=== Challenge ===
Show each line in the data below that contains the word "person". Case counts.
# Start of Records to process
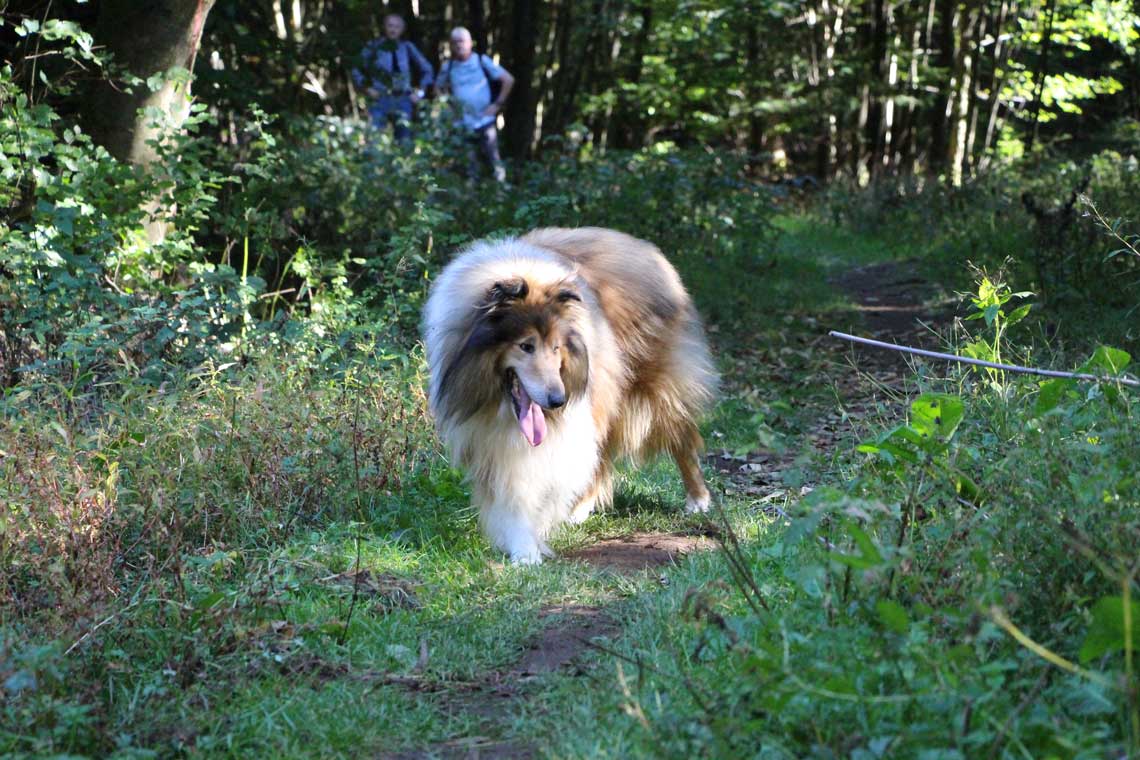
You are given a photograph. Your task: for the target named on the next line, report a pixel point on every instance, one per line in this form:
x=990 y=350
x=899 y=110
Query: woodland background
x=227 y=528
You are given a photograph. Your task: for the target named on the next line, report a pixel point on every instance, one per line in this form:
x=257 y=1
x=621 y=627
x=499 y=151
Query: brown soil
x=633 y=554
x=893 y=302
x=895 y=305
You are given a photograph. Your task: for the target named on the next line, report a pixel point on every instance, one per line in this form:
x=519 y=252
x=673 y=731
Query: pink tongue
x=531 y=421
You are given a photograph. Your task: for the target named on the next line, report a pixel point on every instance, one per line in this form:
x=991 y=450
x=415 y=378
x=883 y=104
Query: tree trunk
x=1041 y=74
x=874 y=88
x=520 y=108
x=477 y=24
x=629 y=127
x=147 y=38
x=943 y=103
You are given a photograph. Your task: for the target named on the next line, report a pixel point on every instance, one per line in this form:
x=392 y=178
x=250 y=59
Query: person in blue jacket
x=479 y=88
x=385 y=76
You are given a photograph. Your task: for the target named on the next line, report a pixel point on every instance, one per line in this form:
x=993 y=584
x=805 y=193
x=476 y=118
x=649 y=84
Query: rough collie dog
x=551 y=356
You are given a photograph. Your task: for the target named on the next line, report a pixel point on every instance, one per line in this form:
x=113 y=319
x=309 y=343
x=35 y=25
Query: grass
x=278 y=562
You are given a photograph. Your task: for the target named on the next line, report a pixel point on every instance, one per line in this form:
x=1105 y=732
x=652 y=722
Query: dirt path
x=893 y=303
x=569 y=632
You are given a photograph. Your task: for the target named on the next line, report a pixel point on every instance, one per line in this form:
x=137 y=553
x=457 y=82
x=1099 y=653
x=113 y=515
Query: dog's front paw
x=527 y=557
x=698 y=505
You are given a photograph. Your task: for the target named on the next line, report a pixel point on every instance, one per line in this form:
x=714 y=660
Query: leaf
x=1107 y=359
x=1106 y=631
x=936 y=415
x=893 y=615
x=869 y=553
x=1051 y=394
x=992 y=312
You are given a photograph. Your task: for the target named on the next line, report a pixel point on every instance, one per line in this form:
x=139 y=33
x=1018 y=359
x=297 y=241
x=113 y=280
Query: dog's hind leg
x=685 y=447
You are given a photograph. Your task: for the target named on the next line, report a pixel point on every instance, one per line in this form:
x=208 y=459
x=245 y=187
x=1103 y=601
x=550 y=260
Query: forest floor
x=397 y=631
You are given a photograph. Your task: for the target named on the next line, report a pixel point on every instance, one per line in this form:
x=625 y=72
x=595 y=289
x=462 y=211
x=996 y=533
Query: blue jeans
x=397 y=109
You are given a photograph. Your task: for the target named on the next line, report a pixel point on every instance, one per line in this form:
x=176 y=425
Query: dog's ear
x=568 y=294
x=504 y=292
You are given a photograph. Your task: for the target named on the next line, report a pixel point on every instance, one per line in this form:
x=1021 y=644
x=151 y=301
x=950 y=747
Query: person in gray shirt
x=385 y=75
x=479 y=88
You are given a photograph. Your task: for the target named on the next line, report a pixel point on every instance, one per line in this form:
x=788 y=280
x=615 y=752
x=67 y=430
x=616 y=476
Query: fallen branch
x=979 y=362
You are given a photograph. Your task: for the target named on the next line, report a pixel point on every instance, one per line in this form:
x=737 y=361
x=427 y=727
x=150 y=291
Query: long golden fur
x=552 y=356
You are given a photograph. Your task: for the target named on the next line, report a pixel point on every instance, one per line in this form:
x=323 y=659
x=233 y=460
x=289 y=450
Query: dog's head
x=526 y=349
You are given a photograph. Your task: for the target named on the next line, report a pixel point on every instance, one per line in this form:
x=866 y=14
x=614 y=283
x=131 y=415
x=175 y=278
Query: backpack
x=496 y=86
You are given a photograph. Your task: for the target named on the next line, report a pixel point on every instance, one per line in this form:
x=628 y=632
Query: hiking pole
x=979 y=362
# End of Records to process
=== Result ===
Query: person in blue jacket
Query: person in gray shirt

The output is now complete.